== The problem ==
Pull every line that includes the word "blue" out of the data below and copy it.

(Records drawn from a dataset)
● ● ● ● ● ● ●

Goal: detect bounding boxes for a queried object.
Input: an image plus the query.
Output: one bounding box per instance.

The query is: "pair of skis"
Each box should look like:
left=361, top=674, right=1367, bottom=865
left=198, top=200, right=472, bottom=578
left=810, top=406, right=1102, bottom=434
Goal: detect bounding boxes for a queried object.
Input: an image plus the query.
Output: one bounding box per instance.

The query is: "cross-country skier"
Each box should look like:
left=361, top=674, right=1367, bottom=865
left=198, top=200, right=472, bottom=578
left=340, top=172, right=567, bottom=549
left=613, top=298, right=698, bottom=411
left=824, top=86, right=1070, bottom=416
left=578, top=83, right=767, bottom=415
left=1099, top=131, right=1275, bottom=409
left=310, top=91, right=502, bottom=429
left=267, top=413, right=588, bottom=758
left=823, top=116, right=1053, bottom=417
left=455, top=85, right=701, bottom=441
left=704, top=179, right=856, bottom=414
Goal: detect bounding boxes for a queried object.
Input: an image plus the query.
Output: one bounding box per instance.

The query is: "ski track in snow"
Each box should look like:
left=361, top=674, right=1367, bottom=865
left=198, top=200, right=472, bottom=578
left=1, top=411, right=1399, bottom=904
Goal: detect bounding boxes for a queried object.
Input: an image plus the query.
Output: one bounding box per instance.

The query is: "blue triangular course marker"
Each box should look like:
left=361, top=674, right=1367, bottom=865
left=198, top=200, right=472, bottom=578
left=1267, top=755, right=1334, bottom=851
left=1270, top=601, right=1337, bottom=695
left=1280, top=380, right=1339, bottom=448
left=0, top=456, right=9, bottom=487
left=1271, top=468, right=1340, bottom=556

● ● ● ● ● ● ●

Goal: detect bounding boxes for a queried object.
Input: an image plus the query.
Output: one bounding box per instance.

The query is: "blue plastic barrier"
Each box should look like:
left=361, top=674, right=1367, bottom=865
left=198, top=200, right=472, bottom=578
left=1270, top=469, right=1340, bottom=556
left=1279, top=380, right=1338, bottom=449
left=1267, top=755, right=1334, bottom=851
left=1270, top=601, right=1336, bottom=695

● ● ● ● ● ● ●

== Task solution ==
The query is: "blue triangular course marker"
The query is: "blue plastic barrier"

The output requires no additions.